> **Stated goal**
Repeat verbatim the lines of the data below, beginning with the line containing "the child's ear" and continuing to the end.

Dataset items
* BEGIN *
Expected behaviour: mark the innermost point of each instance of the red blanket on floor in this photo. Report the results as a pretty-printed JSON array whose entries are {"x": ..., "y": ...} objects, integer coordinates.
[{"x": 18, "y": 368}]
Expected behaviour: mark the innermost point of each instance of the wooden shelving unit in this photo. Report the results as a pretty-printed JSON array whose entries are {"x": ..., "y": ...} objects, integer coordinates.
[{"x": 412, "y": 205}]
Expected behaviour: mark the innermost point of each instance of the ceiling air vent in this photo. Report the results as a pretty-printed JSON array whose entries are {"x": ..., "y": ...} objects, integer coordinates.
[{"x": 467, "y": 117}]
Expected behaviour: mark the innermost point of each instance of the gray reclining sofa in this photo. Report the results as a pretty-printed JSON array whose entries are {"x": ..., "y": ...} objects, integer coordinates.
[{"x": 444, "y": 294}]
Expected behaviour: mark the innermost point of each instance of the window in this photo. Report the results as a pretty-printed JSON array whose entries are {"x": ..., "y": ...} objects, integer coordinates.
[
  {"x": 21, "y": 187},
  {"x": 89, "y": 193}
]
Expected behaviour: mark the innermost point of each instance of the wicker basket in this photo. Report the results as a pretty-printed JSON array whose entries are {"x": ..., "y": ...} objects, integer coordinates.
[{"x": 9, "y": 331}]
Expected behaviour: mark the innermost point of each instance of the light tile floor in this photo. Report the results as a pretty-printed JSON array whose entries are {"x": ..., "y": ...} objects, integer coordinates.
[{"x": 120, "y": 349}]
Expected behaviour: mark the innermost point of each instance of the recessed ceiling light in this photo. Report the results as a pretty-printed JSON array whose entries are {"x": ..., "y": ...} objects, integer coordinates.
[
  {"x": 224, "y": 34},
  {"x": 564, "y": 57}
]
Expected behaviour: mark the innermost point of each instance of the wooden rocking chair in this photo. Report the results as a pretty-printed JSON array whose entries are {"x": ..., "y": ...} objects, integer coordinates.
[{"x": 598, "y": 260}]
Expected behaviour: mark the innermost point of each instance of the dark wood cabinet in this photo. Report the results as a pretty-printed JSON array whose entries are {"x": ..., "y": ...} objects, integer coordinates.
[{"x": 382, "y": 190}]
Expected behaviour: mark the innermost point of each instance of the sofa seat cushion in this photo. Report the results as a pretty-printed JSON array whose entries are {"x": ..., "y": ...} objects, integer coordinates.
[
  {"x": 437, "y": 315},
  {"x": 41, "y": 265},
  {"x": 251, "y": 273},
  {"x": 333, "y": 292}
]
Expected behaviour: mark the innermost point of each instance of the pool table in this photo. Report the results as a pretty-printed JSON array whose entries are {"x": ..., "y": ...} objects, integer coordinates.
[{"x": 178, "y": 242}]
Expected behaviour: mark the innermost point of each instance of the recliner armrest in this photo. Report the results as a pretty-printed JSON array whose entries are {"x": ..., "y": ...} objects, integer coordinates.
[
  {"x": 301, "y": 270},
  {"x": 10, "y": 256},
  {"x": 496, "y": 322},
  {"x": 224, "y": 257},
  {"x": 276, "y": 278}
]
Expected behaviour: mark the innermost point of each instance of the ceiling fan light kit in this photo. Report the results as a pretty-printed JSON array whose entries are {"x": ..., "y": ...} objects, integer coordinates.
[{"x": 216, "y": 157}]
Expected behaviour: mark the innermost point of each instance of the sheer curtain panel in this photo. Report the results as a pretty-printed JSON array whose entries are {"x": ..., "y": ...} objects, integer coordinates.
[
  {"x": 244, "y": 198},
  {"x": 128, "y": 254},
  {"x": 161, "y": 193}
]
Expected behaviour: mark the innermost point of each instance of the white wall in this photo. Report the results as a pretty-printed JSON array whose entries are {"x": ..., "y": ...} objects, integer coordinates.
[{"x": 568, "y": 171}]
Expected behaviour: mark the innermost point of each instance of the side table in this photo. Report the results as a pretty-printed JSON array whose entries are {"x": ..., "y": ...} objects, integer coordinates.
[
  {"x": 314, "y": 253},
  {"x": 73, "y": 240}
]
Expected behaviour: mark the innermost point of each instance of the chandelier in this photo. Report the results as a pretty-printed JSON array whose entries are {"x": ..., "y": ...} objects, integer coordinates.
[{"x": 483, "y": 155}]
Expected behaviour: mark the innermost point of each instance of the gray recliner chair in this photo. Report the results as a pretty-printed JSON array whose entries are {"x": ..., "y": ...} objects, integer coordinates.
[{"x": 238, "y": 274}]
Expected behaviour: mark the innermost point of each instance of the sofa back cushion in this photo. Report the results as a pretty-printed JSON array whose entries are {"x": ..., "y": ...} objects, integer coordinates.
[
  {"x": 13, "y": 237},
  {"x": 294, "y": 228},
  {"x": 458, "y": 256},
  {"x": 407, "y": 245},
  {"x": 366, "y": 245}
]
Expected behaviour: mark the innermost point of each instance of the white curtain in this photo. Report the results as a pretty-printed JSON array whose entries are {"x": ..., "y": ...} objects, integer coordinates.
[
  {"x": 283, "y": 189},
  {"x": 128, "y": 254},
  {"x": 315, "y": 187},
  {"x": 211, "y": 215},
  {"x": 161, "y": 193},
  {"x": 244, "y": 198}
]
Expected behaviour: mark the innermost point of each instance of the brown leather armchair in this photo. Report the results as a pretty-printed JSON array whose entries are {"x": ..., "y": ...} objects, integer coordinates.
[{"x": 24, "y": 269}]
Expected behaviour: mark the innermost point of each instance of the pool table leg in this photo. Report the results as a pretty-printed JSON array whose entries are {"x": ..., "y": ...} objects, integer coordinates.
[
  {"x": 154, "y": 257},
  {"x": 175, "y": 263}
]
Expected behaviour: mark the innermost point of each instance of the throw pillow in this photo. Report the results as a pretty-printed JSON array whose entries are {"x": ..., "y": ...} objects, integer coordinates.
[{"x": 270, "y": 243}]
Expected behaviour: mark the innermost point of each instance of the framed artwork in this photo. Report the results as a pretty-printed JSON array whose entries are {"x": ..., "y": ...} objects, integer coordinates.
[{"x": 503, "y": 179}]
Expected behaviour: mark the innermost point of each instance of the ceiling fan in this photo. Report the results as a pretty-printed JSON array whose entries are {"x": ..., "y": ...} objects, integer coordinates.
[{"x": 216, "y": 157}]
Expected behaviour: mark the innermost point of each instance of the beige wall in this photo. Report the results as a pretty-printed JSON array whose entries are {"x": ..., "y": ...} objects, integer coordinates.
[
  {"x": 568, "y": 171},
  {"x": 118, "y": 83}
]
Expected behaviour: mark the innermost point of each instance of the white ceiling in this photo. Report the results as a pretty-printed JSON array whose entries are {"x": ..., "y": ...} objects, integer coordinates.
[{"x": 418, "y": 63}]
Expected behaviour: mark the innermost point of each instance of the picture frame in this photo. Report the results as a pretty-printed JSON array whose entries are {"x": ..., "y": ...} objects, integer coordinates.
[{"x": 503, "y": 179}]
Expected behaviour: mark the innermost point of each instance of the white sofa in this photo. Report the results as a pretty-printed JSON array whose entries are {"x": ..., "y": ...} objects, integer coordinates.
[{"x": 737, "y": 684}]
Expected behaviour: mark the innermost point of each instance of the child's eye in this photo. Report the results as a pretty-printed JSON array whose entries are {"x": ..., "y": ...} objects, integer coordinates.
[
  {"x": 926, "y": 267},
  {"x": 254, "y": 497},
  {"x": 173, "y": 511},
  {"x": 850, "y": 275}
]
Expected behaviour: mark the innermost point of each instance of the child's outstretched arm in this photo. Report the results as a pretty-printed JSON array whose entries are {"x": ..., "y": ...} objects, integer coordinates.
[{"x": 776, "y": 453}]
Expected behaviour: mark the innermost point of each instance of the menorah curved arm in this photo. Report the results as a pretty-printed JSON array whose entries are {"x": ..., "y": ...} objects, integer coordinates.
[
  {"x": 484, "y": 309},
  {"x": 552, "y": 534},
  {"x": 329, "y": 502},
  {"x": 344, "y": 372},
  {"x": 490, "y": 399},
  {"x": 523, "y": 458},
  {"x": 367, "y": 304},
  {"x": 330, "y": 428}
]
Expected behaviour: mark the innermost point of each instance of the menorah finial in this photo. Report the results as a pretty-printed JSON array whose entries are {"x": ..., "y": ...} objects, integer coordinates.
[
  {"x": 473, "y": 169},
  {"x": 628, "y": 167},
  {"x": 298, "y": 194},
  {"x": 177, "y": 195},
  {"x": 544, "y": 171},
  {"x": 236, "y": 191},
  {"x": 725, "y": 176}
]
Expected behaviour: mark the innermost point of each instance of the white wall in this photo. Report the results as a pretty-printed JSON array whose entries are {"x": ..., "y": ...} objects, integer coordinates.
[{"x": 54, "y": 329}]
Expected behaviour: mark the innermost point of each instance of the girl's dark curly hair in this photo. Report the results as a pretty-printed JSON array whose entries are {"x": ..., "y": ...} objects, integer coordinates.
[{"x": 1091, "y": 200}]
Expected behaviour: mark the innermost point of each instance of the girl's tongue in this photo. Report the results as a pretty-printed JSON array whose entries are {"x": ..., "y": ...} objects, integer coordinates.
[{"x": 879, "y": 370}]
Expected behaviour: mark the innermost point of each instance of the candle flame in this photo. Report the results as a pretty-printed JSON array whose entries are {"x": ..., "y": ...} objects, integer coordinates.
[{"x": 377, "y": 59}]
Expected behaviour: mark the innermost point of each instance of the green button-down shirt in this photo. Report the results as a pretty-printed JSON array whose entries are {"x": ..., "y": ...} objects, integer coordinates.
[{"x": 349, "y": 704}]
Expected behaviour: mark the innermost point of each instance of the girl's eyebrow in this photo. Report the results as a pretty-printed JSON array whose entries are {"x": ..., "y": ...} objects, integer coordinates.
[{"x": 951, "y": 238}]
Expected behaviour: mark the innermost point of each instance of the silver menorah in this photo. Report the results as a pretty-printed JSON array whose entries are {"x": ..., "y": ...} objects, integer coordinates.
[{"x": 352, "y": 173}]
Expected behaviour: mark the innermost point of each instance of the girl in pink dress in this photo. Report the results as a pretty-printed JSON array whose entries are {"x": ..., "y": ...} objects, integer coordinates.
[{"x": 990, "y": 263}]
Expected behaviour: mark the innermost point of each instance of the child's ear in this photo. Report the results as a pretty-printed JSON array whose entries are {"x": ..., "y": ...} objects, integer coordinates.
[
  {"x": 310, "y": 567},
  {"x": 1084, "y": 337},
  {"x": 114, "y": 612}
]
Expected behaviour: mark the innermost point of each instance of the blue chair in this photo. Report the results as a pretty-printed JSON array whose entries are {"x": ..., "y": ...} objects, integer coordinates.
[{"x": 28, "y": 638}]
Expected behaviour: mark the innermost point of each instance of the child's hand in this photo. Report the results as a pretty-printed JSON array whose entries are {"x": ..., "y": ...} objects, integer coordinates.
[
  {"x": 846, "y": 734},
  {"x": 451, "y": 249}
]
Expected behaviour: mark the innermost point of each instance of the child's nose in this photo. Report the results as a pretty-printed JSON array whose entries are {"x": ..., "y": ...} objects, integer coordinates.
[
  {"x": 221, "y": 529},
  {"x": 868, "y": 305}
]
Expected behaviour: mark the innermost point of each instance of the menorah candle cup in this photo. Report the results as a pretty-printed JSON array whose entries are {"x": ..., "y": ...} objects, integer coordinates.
* END *
> **Exercise response**
Expected behaviour: mark the innermost point of each instance of the child's ear in this photo. Report the results as a pretty-printed JSON array whose entries are {"x": ..., "y": ...} objects, integer coordinates.
[
  {"x": 310, "y": 567},
  {"x": 1084, "y": 337},
  {"x": 114, "y": 612}
]
Expected behaviour: mark the innermost point of each instance of the blue chair in this photo. Report the results as a pretty-printed JSON array whose entries are {"x": ..., "y": ...} objects, integer coordinates.
[{"x": 28, "y": 638}]
Expected behaviour: mark the innermost point of each instance of the child's hand in this photo. Report the results as a pretty-printed JSON array whose entries are {"x": ..., "y": ...} objects, integer coordinates.
[
  {"x": 846, "y": 734},
  {"x": 451, "y": 249}
]
Expected behaviour: mark the innermost point of each instance of the child's nose in this photo. Report the results as a pretty-printed JSON array whose entries are {"x": ..., "y": ...} objects, integer coordinates.
[
  {"x": 221, "y": 529},
  {"x": 868, "y": 305}
]
Expected behaviour: mark the innermost point of each instance of the menorah candle cup in this photo. Report the results as a pretty-printed JSON array whose entries are {"x": ..., "y": ...} objects, integer coordinates.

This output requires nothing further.